# Study questions
1. In the Tousignant biography, with whom did Claude Tousignant study at the School of Art and Design at the Montreal Museum of Fine Arts?
2. Render this sentence from the Tousignant biography in French: "He attended classes at the Académie Ranson in Paris in late 1951."
3. Resume the Tousignant biography, picking up after its final sentence.

# Source document
----------

Biography of Claude TOUSIGNANT

Claude Tousignant, c. 1966

 

BIOGRAPHY

After a stint at the École des beaux-arts, Claude Tousignant’s journey toward a simplification of form with an emphasis on the dynamics of colour began when he studied with Gordon Webber at the School of Art and Design at the Montreal Museum of Fine Arts from 1948 to 1952. He had his first exposure to Abstract Expressionism through Contemporary Art: Great Britain, United States, France shown at the Montreal Museum of Fine Arts in 1950 and it moved him deeply.

Even as a student he experimented boldly. He attended classes at the Académie Ranson in Paris in late 1951. In 1954 the Automatist exhibition La matière chante inspired him to resume his work with abstraction.

In 1955 his paintings are tachist, like those of the Automatists, but quite anti-, or is it Post-Automatiste, in how they divest themselves of Surrealist illusionary space and reject the muted colours and tonalities of the Automatistes and, for that matter, of the first Plasticiens, in contrast they favour pure colours, colour form placed next to colour form, laid out literally of the canvas support. They have crosses the threshold into “chromatic abstraction”.

It continued throughout the 1950s, as he followed in the footsteps of the first Plasticiens, who sought a rational geometric approach to abstraction. By then, Tousignant was producing canvases of radical simplicity, sometimes with just two colours, flatly painted and divided by hard, clean edges.

----------

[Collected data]
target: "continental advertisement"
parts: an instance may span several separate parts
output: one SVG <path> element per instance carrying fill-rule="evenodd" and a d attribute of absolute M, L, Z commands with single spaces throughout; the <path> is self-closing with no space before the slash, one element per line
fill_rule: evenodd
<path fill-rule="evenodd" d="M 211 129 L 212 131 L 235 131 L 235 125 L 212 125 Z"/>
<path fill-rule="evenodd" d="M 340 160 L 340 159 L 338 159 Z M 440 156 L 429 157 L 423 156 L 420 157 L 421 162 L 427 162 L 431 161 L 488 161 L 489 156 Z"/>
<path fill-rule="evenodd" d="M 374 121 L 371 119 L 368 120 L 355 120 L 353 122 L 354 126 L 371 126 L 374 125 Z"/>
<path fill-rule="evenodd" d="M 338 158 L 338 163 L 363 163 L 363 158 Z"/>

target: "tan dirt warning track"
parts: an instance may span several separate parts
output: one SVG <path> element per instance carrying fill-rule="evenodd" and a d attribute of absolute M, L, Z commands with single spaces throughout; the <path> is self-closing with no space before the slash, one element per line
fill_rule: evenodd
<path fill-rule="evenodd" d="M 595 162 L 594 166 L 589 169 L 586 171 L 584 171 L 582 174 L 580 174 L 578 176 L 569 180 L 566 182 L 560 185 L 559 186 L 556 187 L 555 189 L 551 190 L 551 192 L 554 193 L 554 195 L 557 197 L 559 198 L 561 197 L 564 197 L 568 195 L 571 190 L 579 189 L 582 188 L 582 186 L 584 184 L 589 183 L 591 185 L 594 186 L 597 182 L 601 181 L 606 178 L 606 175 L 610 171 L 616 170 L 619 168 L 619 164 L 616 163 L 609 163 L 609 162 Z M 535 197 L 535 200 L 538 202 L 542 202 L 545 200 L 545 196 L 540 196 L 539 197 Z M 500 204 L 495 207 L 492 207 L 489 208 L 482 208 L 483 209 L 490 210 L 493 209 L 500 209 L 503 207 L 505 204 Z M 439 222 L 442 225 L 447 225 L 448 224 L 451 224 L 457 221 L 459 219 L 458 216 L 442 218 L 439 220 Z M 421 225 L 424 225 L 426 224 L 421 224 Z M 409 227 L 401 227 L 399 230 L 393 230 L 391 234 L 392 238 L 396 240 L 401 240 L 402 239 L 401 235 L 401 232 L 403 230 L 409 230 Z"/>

----------

# Responses to the exercise
1. Gordon Webber

2. Il a suivi des cours à l'Académie Ranson, à Paris, à la fin de 1951.

3.
Over the decades he worked with concentration and intensity, always acutely conscious of the history of painting.

 

SUBJECTS

In 1962, the work of American artist Barnett Newman convinced Tousignant of his mission to create art with a minimum of means. While the shape of the circle began to appear in his compositions of the early 1960s, only in 1965 did the painting itself become circular in format. Tousignant then embarked on a series of works resembling targets, composed of several concentric bands of colour resonating with optical dynamism.

After the circle paintings, Tousignant returned to the monochrome and the monochrome as object, taking up again issues he had first begun to investigate in 1956.

 

TECHNIQUES

As early as 1959, Claude Tousignant was clear about his intentions: “ What I want to do is to objectify painting, to bring it to its source, there where only painting remains…there were painting is only feeling”.